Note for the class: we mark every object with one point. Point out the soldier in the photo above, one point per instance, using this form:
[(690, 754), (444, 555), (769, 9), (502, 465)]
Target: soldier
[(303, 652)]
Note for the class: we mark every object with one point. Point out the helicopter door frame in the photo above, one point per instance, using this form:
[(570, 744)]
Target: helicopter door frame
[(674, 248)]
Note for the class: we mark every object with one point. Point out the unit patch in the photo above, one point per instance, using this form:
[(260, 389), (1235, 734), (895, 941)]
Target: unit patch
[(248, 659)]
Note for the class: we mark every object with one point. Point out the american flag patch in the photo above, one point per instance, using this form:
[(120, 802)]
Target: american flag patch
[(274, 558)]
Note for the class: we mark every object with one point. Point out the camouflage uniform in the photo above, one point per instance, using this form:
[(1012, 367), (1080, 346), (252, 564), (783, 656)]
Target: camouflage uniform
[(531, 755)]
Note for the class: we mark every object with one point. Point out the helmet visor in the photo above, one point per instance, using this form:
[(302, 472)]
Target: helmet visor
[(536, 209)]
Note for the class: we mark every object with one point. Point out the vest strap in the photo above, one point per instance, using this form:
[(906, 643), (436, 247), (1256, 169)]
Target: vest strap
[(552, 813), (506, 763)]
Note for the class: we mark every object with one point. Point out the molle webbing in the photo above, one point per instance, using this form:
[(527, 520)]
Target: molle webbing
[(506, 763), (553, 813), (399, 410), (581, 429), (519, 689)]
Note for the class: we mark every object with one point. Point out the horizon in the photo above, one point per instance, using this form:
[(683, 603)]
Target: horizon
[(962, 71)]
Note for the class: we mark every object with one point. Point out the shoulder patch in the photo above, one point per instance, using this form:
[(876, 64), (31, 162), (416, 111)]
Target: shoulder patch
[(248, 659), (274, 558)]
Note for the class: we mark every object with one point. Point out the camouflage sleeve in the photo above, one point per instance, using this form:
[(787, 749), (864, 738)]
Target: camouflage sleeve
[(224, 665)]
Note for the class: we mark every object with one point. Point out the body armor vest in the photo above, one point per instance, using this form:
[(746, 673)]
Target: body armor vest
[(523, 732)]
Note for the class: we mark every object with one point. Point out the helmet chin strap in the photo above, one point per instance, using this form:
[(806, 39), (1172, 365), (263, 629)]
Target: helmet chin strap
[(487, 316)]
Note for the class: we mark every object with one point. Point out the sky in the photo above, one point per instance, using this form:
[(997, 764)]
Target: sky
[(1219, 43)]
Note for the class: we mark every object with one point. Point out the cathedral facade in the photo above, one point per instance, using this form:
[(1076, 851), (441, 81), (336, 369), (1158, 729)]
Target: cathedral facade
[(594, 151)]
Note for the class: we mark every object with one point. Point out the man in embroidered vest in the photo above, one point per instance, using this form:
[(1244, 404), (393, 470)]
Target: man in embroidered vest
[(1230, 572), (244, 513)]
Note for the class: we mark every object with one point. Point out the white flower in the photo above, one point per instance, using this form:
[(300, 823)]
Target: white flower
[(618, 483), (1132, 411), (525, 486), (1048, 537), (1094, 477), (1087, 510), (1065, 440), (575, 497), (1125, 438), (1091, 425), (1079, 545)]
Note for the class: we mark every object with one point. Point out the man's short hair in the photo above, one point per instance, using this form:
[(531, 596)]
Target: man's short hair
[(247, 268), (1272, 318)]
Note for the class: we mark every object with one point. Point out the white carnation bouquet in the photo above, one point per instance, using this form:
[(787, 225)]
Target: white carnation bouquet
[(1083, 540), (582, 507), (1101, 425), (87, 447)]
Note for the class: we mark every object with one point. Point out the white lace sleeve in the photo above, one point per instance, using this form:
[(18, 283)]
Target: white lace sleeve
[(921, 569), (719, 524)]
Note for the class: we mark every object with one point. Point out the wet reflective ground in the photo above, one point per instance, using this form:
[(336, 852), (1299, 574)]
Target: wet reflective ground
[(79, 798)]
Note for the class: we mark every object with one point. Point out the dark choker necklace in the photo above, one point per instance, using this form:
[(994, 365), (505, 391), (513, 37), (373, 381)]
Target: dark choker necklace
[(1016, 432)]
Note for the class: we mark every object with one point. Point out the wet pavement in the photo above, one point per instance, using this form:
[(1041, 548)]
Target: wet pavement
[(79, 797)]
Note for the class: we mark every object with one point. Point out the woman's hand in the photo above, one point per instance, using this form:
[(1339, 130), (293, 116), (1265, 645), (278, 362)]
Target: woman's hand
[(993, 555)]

======

TASK GOAL |
Render every line of the items above as a numbered list, omitting blank lines.

TASK RESULT |
1. Note for the class: we mark every object with one point. Point out the soldier in the photo above, one point per instance, using this form:
2. [(690, 754), (444, 555), (769, 9), (502, 465)]
3. Target: soldier
4. [(303, 652)]
5. Note for the class: we mark every object with one point. Point out the helicopter door frame in the photo above, one point per instance, using this form:
6. [(570, 744)]
7. Target: helicopter door frame
8. [(674, 248)]
9. Note for the class: we mark every object with one point. Point out the unit patch in the photo above, one point per instance, using this form:
10. [(260, 389), (1235, 734), (895, 941)]
11. Target: unit patch
12. [(248, 659)]
13. Note for the class: we mark every object with one point. Point out the american flag patch in the photo above, one point per instance, using this form:
14. [(120, 802)]
15. Target: american flag patch
16. [(274, 558)]
17. Note for the class: we mark every object with one point. Point out the camouflage uniform in the photo above, one point per instance, using this form:
18. [(1012, 367), (1080, 346), (252, 564), (783, 656)]
19. Target: camouflage uniform
20. [(531, 755)]
21. Note for the class: we mark every object with one point. Point out the helmet visor in the photo above, one point per instance, using this form:
22. [(302, 472)]
23. Target: helmet visor
24. [(536, 209)]
25. Note for the class: we mark every object with one point. Point out the vest strap in the photo above, one point per instance, using this form:
26. [(906, 643), (436, 247), (1256, 169)]
27. Target: vest strap
28. [(552, 813), (506, 763)]
29. Note for the class: we mark every object with one point. Point out the molle webbing in the photo above, one point per instance, using this form:
30. [(527, 520)]
31. Target: molle webbing
32. [(506, 763), (553, 813), (399, 410), (581, 429), (519, 689)]
33. Note for the class: we mark every object with one point. Point out the horizon in the photo above, one point per instance, using this form:
34. [(683, 603)]
35. Target: horizon
36. [(962, 71)]
37. Note for the class: we mark every object with one point. Point out the shoulder patch in the photo above, one point per instance, using this form:
38. [(876, 64), (31, 162), (416, 111)]
39. Target: shoulder patch
40. [(248, 659), (274, 558)]
41. Note for the class: we mark every object with one point. Point out the camouflage sleeve in the photo above, one point per instance, using this form:
42. [(787, 749), (864, 738)]
43. Target: camouflage sleeve
44. [(224, 665)]
45. Note for the class: we mark every object with one point. Point out the body armor vest in the photo above, one point per instance, using this form:
46. [(746, 673)]
47. Target: body armor vest
48. [(523, 732)]
49. Note for the class: we mark every object with one point. Point out the helmet chin strap in the photo above, one point per instance, using this form:
50. [(806, 39), (1172, 365), (263, 629)]
51. Target: helmet chin strap
52. [(487, 316)]
53. Note for the class: we mark every object with one point. Point out the sky in the photo above, one point per instance, using this form:
54. [(997, 764)]
55. Target: sky
56. [(1219, 43)]
57. Note for the class: we mark every object with one point. Point out the cathedral facade in the photo above, one point per instance, using this form:
58. [(1076, 851), (441, 81), (336, 369), (1158, 729)]
59. Target: cathedral facade
60. [(594, 151)]
61. Note for the class: we mark every object with one point. Point out the man in embroidered vest in the photo above, one point per instance, using this form:
62. [(1244, 404), (393, 470)]
63. Target: man in embroidered vest
64. [(1230, 572), (244, 513)]
65. Note for the class: we mark every object with one point. Point out the white flower in the photo above, one point per instance, using this form:
66. [(300, 823)]
67. Target: white flower
68. [(618, 483), (1132, 411), (525, 486), (1048, 537), (1094, 477), (1087, 510), (1065, 440), (575, 497), (1125, 438), (1091, 425), (1079, 545)]
69. Note for the class: we mark every object with one point. Point out the man's short hair in the photo above, one point per instance, using this form:
70. [(531, 596)]
71. Target: man's short hair
72. [(247, 268), (1272, 318)]
73. Note for the class: we mark every object with one point. Point out the white carnation bouquet in the photo above, one point per instance, using this form:
74. [(787, 225)]
75. Target: white carnation bouquet
76. [(1083, 540), (582, 507), (1101, 425), (87, 447)]
77. Note for the class: we mark every object with one point. Point out the white lace sleeve in the photo above, one point per instance, using this form:
78. [(18, 283)]
79. Target: white lace sleeve
80. [(921, 569), (719, 524)]
81. Note for the class: we mark every object with one point. Point out the wet reflective ground in the photo above, one point per instance, using this form:
82. [(336, 852), (1299, 574)]
83. Target: wet reflective ground
84. [(79, 798)]
85. Note for the class: we mark every object with one point. Point out the dark choker necklace in the photo above, one point per instance, using this form:
86. [(994, 365), (505, 391), (513, 37), (373, 381)]
87. Target: dark choker necklace
88. [(1016, 432)]
89. Note for the class: we mark every object with one point. Point out the wet pavement in the photo above, one point per instance, using this form:
90. [(1041, 548)]
91. Target: wet pavement
92. [(79, 797)]
93. Note for the class: we mark every object with one point. Point out the woman's hand in the photo above, one point per instance, using this form:
94. [(1339, 130), (293, 116), (1265, 645), (278, 362)]
95. Target: woman's hand
96. [(993, 555)]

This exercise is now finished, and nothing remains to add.